## SET EXERCISE
Print everything in the records below from the line containing "Report the position of each instance of the barn roof" down to the line containing "Target: round donut vase", both lines included, without changing a character.

## INPUT ROWS
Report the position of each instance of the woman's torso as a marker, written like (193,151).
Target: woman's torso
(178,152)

---

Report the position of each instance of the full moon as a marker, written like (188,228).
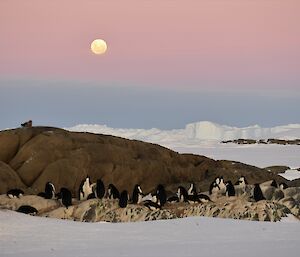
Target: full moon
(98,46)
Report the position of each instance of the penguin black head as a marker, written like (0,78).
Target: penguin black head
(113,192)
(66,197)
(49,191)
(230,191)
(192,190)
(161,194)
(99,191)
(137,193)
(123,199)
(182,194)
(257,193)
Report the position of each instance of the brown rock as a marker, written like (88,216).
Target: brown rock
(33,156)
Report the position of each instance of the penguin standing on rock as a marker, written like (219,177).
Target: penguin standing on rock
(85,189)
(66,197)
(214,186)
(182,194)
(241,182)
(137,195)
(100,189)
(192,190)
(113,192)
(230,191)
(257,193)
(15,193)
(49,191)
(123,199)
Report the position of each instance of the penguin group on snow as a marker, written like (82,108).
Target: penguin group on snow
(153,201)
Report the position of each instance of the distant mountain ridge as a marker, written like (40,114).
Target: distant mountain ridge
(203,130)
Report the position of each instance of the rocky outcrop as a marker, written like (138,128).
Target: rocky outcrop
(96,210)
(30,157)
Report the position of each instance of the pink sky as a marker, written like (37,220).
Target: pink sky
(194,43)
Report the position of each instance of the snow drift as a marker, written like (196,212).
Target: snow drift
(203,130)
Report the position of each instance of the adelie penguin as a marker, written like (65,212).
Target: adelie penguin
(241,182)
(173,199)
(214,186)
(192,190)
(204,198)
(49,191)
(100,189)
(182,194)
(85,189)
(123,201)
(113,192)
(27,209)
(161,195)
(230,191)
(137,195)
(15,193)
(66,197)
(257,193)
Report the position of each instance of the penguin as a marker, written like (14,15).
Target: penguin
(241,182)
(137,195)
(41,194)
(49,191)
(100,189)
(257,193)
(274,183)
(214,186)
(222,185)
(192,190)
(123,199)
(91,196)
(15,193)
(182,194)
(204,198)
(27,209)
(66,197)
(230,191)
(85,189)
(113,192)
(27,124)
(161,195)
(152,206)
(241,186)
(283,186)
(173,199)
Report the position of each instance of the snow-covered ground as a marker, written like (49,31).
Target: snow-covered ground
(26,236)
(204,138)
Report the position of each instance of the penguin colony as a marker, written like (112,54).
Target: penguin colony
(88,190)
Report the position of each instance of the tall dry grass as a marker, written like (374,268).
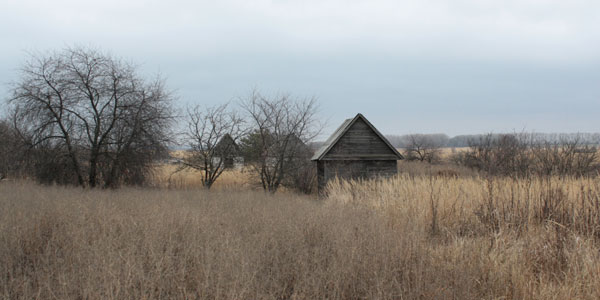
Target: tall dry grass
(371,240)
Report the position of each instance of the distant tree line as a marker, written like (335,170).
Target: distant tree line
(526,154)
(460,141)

--

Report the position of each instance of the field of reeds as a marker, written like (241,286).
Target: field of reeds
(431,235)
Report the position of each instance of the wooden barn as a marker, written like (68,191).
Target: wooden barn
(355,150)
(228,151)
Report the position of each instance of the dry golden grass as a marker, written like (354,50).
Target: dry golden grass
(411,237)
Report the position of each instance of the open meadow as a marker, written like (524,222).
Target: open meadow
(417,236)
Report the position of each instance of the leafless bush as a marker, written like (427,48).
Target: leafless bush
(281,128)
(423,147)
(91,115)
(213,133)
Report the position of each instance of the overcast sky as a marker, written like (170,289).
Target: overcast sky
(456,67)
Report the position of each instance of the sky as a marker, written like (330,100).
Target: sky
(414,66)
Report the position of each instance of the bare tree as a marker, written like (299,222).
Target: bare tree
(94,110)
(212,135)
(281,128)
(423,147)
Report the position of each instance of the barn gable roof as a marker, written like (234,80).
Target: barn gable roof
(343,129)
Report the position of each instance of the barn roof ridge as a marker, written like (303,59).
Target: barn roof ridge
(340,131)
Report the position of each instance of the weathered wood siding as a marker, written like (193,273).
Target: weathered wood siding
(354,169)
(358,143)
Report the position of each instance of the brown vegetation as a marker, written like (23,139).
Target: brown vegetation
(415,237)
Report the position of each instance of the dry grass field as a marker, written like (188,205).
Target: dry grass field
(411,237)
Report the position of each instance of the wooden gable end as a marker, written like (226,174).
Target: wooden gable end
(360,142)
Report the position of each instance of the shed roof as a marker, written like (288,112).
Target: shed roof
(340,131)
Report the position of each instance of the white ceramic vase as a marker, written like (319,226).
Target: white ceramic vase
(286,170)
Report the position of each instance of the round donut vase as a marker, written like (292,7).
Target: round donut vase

## EXPECTED ANSWER
Report the position of each instance of the barn roof ridge as a marker, written like (303,59).
Target: barn roof ridge
(340,131)
Report the position of each instance of the weathered wood siding as a marker, written like (193,273).
Target: weathered wood siding
(354,169)
(358,143)
Report the position of each instance of the brown vegetation as a marker, written like (23,139).
Target: brown vegetation
(415,237)
Report the position of each instance of the dry grass field as a marker, written like (188,205).
Target: dry grass field
(411,237)
Report the position of each instance of the wooden gable end as a marker, written like (226,174).
Target: wooden gable end
(360,142)
Report the position of each instance of the shed roof as a marker, written like (288,112).
Target: shed roof
(340,131)
Report the position of each instance of the white ceramic vase as a marker, written like (319,226).
Target: white ceramic vase
(286,170)
Report the position of each instance of the round donut vase as a marker, written like (292,7).
Target: round donut vase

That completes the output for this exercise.